> _TASK STATEMENT_
Isolate every line in the records below with "sign" in it.
───── THE DATA
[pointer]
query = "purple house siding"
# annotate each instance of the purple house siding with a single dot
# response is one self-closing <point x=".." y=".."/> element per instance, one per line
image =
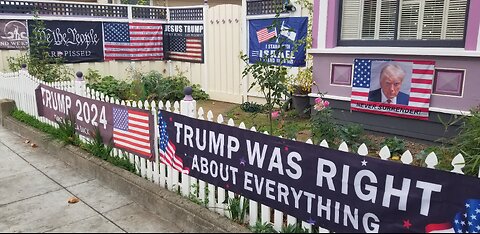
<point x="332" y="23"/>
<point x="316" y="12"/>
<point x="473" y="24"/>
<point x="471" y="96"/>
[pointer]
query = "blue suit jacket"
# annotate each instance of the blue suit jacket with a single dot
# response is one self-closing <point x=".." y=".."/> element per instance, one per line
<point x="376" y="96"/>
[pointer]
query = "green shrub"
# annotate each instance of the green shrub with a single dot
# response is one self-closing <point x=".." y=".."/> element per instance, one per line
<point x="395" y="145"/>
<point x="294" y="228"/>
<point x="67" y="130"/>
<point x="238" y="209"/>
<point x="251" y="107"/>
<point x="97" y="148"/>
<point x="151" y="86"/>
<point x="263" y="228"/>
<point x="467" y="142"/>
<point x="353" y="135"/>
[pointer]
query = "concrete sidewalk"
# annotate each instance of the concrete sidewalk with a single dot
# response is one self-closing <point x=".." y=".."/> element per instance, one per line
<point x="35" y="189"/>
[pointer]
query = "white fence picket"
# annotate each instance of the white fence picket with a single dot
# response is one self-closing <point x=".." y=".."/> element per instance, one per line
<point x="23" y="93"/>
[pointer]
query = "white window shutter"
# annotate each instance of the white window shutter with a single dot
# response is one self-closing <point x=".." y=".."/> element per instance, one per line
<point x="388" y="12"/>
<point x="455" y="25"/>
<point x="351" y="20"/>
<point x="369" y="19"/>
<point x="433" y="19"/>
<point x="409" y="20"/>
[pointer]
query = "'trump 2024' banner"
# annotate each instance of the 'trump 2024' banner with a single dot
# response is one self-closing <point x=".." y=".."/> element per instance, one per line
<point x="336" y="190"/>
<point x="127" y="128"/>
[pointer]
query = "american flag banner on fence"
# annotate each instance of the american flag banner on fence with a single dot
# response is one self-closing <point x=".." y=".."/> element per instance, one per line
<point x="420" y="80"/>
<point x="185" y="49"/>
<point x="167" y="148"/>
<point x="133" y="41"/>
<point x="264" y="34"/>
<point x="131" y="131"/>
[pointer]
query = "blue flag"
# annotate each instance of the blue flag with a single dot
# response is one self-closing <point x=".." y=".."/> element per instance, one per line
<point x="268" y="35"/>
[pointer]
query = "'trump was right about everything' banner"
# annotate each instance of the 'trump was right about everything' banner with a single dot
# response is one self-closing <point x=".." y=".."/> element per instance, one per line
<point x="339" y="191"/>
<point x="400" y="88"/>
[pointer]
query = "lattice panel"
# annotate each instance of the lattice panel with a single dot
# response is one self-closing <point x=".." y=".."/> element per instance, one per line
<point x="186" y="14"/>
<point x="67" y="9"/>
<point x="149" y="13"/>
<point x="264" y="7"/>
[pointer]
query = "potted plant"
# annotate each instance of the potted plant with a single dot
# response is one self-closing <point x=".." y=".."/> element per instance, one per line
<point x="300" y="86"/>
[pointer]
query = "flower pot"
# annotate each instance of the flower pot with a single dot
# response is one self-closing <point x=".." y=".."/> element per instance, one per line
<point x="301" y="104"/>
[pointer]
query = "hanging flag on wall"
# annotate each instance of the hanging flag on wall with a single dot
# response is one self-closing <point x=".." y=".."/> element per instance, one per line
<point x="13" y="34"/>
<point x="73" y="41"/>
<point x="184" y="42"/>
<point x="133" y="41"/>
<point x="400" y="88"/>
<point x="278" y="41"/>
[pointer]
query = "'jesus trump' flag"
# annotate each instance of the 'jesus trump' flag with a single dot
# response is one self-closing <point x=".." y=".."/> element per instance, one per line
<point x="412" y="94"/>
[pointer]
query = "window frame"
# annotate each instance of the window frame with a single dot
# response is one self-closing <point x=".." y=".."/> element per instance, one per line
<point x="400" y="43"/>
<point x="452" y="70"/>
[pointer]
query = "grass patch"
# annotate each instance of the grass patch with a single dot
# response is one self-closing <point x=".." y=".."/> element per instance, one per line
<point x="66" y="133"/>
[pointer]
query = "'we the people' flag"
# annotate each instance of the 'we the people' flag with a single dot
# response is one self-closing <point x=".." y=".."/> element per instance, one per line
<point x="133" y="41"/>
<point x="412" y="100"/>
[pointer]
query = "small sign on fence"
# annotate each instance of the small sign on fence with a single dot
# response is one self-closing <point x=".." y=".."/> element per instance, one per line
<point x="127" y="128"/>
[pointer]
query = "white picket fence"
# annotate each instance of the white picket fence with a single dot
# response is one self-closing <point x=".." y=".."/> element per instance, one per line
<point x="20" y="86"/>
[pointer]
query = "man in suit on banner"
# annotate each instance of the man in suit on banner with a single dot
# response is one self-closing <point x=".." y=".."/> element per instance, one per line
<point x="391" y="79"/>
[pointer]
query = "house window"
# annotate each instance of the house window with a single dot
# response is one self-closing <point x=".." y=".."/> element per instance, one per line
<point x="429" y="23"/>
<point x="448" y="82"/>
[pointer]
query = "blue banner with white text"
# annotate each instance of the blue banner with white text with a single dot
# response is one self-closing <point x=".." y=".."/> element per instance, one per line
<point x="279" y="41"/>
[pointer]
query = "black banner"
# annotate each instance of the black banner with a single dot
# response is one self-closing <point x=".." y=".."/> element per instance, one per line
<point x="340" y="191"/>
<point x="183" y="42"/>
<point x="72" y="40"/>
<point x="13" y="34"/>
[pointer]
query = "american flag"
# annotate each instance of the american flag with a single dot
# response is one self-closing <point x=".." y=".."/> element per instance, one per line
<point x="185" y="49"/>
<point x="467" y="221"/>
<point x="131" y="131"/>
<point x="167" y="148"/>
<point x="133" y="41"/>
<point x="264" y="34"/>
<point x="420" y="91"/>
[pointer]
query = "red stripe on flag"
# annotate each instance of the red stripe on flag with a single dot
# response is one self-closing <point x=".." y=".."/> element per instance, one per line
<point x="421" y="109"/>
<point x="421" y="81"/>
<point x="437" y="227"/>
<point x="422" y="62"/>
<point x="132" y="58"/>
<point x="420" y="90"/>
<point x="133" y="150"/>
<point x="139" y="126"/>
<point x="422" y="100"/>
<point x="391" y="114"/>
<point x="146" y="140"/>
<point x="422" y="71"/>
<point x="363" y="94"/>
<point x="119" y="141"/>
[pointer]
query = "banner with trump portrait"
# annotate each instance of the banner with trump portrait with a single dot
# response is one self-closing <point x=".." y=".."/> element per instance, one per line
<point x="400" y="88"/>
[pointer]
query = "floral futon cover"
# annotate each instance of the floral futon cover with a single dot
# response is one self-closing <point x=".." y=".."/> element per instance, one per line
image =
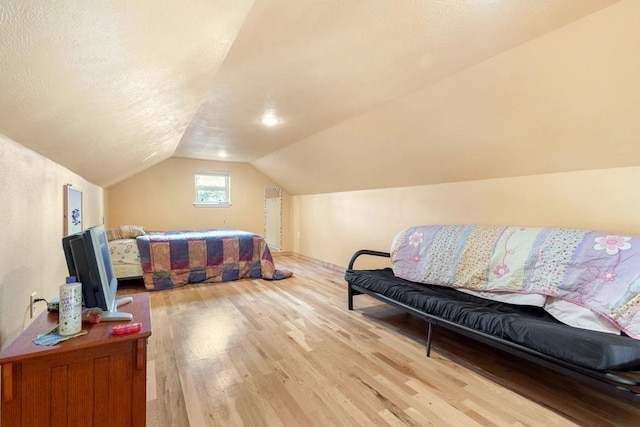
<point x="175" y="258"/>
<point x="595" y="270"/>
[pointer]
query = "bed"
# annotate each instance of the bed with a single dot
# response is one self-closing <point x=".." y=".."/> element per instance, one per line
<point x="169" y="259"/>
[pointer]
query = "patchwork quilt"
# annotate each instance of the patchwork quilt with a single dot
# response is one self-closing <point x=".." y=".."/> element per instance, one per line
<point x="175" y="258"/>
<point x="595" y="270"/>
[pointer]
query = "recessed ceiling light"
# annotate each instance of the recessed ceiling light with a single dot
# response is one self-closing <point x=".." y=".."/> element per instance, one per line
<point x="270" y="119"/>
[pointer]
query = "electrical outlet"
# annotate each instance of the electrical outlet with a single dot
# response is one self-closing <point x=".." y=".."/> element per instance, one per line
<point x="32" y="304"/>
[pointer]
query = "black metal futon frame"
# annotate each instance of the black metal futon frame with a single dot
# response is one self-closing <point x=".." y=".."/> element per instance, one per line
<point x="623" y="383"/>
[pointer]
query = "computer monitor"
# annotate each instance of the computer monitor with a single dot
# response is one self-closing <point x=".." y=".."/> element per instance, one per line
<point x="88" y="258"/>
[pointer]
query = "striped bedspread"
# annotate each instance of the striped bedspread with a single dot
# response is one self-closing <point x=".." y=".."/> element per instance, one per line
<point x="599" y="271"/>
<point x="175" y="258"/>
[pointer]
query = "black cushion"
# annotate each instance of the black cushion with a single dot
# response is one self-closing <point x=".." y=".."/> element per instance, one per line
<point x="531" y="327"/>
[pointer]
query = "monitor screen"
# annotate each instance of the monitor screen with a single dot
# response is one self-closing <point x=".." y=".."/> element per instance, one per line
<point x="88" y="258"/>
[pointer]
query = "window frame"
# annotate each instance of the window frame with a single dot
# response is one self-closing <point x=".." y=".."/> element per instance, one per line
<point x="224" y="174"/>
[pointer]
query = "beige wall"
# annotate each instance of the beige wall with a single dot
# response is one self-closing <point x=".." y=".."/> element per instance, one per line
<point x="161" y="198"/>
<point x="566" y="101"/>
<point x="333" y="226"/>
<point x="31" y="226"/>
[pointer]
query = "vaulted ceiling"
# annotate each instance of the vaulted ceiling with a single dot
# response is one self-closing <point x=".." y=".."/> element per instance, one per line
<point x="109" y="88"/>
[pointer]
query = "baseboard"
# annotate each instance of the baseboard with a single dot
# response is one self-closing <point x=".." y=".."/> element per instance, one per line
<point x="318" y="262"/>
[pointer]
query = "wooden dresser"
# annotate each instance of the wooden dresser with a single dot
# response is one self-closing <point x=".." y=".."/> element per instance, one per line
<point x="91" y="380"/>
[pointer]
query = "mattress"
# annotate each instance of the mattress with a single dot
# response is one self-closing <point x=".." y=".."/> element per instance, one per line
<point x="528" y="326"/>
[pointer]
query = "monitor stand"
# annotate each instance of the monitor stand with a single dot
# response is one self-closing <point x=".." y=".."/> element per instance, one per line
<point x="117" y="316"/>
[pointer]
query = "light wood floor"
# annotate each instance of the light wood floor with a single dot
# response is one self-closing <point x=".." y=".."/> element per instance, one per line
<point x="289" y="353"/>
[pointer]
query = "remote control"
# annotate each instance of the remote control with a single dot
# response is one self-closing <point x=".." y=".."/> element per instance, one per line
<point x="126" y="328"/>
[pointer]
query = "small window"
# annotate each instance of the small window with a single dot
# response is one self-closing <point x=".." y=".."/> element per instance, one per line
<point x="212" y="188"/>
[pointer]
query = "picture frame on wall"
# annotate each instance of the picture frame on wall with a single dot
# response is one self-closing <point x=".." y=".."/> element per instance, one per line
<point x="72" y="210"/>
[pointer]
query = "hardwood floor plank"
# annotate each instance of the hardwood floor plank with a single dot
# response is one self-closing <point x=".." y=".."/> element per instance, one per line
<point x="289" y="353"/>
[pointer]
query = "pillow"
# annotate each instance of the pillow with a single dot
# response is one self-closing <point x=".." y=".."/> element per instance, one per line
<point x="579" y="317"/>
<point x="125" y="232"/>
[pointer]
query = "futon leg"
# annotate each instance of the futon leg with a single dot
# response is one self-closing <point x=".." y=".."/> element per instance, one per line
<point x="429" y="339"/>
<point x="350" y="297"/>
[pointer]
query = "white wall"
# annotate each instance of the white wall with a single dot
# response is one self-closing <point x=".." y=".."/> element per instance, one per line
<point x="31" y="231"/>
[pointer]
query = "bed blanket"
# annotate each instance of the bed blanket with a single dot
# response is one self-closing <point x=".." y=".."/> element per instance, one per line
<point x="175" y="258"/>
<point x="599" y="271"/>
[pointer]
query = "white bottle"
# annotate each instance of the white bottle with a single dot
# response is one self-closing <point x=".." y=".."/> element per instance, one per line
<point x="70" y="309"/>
──────────
> _SOLUTION TO THE PROBLEM_
query = "small sign on fence"
# annotate each instance of the small sign on fence with a single dot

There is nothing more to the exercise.